Assignment:
From the records, return each line that has the word "dark" in it.

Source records

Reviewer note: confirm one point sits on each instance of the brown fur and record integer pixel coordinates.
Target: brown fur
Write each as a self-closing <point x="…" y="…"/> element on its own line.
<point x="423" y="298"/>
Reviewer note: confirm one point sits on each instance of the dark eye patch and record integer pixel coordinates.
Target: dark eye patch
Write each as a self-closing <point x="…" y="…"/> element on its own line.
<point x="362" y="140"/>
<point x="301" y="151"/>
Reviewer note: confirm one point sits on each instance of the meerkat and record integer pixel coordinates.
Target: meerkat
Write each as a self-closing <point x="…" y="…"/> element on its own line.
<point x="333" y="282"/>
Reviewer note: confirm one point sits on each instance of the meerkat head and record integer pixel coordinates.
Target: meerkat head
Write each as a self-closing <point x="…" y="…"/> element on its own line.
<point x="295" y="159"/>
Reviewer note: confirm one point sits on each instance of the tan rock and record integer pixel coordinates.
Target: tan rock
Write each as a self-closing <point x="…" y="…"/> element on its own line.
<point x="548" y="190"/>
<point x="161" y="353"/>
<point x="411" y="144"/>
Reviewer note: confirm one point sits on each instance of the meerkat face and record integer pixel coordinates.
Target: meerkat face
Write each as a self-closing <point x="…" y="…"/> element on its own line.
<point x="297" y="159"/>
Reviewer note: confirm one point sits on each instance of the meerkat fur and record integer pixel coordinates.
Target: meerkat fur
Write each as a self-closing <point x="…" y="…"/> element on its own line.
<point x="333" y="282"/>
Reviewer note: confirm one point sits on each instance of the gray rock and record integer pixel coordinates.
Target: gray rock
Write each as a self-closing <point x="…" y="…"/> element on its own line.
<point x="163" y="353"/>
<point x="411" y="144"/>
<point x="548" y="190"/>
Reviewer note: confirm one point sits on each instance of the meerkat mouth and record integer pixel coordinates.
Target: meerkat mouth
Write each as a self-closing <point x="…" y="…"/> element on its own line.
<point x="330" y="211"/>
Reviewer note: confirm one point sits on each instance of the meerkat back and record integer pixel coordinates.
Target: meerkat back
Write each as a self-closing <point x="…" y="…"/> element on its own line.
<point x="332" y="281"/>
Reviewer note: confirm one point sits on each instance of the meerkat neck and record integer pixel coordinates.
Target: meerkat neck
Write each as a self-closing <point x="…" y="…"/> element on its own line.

Answer for the task:
Reviewer note: confirm one point sits on each instance of the dark eye patch and record integer pixel coordinates.
Target: dark eye patch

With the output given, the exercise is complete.